━━━━━ DOCUMENT SEGMENT

OP does say that the in season bitch was on lead, and presumably as the woman hit the lurcher with a stick the lurcher had gone over, so whereas I think the owner of the bitch acted unreasonably, perhaps its a case of 50/50 here.
I wouldn't walk a bitch at the height of season, but I do have fields to walk in.  You certainly can't keep a bitch confined throughout their season, people show bitches in season in single sex classes!


----------



## MurphysMinder (22 April 2013)

ladyearl said:



			When mine was in season I walked her away from busy places and early in the morning and later on. I kept her on an extending lead too. Wouldn't keep her in for three weeks but tried to minimize the risks. I gave her some herbal stuff and used bitch spray too but tbh not convinced that works...
		
Click to expand...

When we had a stud dog the anti-mate spray was like Chanel No 5 to him, he could smell it at a 100 yards.


----------



## hardtimes (22 April 2013)

MurphysMinder said:



			OP does say that the in season bitch was on lead, and presumably as the woman hit the lurcher with a stick the lurcher had gone over, so whereas I think the owner of the bitch acted unreasonably, perhaps its a case of 50/50 here.
I wouldn't walk a bitch at the height of season, but I do have fields to walk in.  You certainly can't keep a bitch confined throughout their season, people show bitches in season in single sex classes!
		
Click to expand...


Err no, my dog didn't deviate from the track she was on, the other dog owner walked over to my dog to hit her.  It's quite a hilly area with narrow tracks through heather and other undergrowth, so this woman had to walk about 12 - 15 feet out of her way to get to my dog.


----------



## MurphysMinder (22 April 2013)

hardtimes said:



			Err no, my dog didn't deviate from the track she was on, the other dog owner walked over to my dog to hit her.  It's quite a hilly area with narrow tracks through heather and other undergrowth, so this woman had to walk about 12 - 15 feet out of her way to get to my dog.
		
Click to expand...

Ah sorry,in that case not sure what the womans problem was.


----------



## hardtimes (22 April 2013)

MurphysMinder said:



			Ah sorry,in that case not sure what the womans problem was.

Click to expand...

Not to worry.  I've calmed down now.  I was just furious on my dog's behalf as she's an elderly gentle soul and doesn't deserve to be hit by random people.


----------



## ladyearl (22 April 2013)

MurphysMinder said:



			When we had a stud dog the anti-mate spray was like Chanel No 5 to him, he could smell it at a 100 yards.

Click to expand...

Yeah I heard that from another person who shows - she said dog's ears would prick up when they got that scent. I never met another person when she was in season thankfully. I think it would have been cruel and unmanageable to keep her (Border Collie) off for three weeks but I did try to be responsible. ps neutered now and that was always the plan!


----------



## Crugeran Celt (23 April 2013)

I walk mine when she is in season but always up the mountain behind my house and to be honest very rarely see anybody else up there anyway so not really a huge problem. She did come into season once while we were on a caravan holiday in West Wales and that was a bit of a nightmare but kept her on a lead at all times and just had to be really careful. Lots of dogs came near her but I would never hit out at someone else's dog.


----------



## lexiedhb (23 April 2013)

━━━━━━━━━━
━━━━━ DATA SEGMENT

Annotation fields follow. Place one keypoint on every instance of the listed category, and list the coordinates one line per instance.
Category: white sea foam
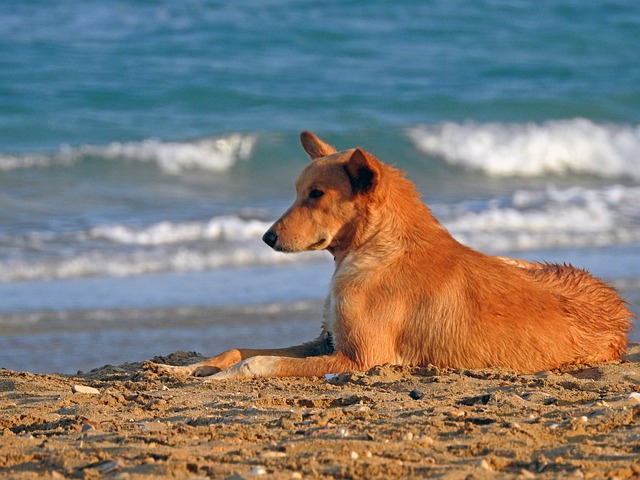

━━━━━━━━━━

• **SHORT EXERCISE A**:
Using the forum thread about walking dogs in season, judge whether each statement agrees with it. Answer yes or no for each and quote the words that decide it.
(i) The hardtimes poster says the other dog owner had to walk about 12 - 15 feet out of her way to reach the dog.
(ii) The ladyearl poster kept her dog in for three weeks while it was in season.
(iii) The Crugeran Celt poster's dog once came into season during a caravan holiday in West Wales.
• **SHORT EXERCISE B**: In the forum thread about walking dogs in season, what breed is the ladyearl poster's dog?
• **SHORT EXERCISE C**: Write the next part of the forum thread about walking dogs in season, starting where it stops.

• **TASK RESULT A**:
(i) Yes: "this woman had to walk about 12 - 15 feet out of her way to get to my dog."
(ii) No: "Wouldn't keep her in for three weeks but tried to minimize the risks."
(iii) Yes: "She did come into season once while we were on a caravan holiday in West Wales"

• **TASK RESULT B**: A Border Collie.

• **TASK RESULT C**:
Do not allow your offlead dog to approach ANY dog on a lead - it is that simple!


----------



## _jac_ (23 April 2013)

I have 3 entire bitches and 1 entire male. I walk mine week 1 and 3 when in season, but they are walked around a local industrial estate where no one walks their dogs.  Week 2 they are housebound and never give me any hassle about it. 

I have met a few in season bitches with my boy, but he will only bother a bitch if she is ovulating, and thankfully he is a good lad who doesn't go against my wishes. 

I think as your bitch didn't approach the other bitch at all then the woman is a bit of a fruit loop tbh, and best avoided!  

People do walk their in season bitches, but I do wish they would choose the areas wisely, mine go directly into the car and off to a concrete area, I don't want males following scent to my home and possibly being injured on roads in pursuit of my girls .


----------



## hardtimes (23 April 2013)

_jac_ said:



			I have 3 entire bitches and 1 entire male. I walk mine week 1 and 3 when in season, but they are walked around a local industrial estate where no one walks their dogs.  Week 2 they are housebound and never give me any hassle about it. 

I have met a few in season bitches with my boy, but he will only bother a bitch if she is ovulating, and thankfully he is a good lad who doesn't go against my wishes. 

I think as your bitch didn't approach the other bitch at all then the woman is a bit of a fruit loop tbh, and best avoided!  

People do walk their in season bitches, but I do wish they would choose the areas wisely, mine go directly into the car and off to a concrete area, I don't want males following scent to my home and possibly being injured on roads in pursuit of my girls .
		
Click to expand...


Thank you, you have written exactly what I wanted to write about this woman yesterday, but at the time was too annoyed to think clearly.


----------



## satinbaze (23 April 2013)

I pavement pound when girls are in season. Boring but they do have to b exercised. I don't go on the park as there are a lot of our of control dogs in my area.


----------



## AengusOg (24 April 2013)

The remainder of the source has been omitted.